*Your instructions*. Express every line of the material below as a JSON list of strings, one string per line, with blank lines omitted.

*Stored data*.
== == ==
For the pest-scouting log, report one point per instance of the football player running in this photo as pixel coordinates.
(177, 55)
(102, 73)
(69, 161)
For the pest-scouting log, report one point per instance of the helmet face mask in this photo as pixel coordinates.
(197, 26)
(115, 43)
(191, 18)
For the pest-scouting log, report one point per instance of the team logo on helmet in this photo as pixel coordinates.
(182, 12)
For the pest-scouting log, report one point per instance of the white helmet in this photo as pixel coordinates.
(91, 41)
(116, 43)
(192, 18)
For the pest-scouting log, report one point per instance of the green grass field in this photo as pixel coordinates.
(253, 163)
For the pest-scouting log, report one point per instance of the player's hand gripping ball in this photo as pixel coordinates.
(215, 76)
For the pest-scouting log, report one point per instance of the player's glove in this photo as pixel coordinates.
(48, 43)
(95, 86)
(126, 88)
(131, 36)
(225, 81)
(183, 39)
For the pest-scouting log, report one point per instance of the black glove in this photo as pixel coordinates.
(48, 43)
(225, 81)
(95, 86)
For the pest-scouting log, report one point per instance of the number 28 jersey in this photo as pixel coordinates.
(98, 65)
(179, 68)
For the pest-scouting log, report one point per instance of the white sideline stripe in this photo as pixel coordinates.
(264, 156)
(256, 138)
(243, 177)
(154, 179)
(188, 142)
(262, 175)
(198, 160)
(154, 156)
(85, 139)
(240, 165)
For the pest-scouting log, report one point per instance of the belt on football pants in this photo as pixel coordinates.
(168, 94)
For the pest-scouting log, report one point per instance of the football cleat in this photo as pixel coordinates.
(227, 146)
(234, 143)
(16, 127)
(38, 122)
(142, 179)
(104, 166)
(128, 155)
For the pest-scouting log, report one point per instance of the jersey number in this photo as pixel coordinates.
== == ==
*Written answer*.
[
  "For the pest-scouting log, report one point per instance of the football player running in this photo as pixel coordinates.",
  "(177, 55)",
  "(102, 73)",
  "(69, 161)",
  "For the pest-scouting log, report one point per instance of the helmet face mask in this photo as pixel coordinates.",
  "(197, 26)",
  "(115, 43)",
  "(191, 18)",
  "For the pest-scouting log, report one point per instance of the team logo on helmet in this photo as pixel coordinates.",
  "(182, 12)",
  "For the pest-scouting log, report one point per instance of the white helmet in this photo as pixel coordinates.",
  "(91, 41)",
  "(116, 43)",
  "(192, 18)",
  "For the pest-scouting log, report one point per instance of the green grass field in this photo as pixel coordinates.",
  "(253, 163)",
  "For the pest-scouting log, report one point per instance of the player's hand gripping ball in this photo as pixel coordinates.",
  "(215, 76)",
  "For the pest-scouting log, report one point per instance of the player's glove in this photo as pixel coordinates.",
  "(48, 43)",
  "(95, 86)",
  "(126, 88)",
  "(131, 36)",
  "(225, 81)",
  "(183, 39)",
  "For the pest-scouting log, report one point per instance of the black glove in this photo as pixel coordinates.",
  "(48, 43)",
  "(225, 81)",
  "(95, 86)",
  "For the pest-scouting log, report one point per instance of the number 28 jersey in this photo as pixel coordinates.",
  "(98, 65)",
  "(179, 68)",
  "For the pest-scouting log, report one point per instance of the white sideline stripe in this photo as pixel coordinates.",
  "(264, 156)",
  "(256, 138)",
  "(243, 177)",
  "(154, 179)",
  "(188, 142)",
  "(262, 175)",
  "(198, 160)",
  "(154, 156)",
  "(85, 139)",
  "(240, 165)",
  "For the pest-scouting log, report one point per instance of the belt on football pants in this photo as pixel coordinates.",
  "(168, 94)",
  "For the pest-scouting log, report one point per instance of the football cleat in this photo as pixel coordinates.",
  "(227, 146)",
  "(234, 143)",
  "(16, 127)",
  "(38, 122)",
  "(142, 179)",
  "(104, 166)",
  "(128, 155)",
  "For the pest-scouting log, report one point per instance of the jersey number in this photo as pixel coordinates."
]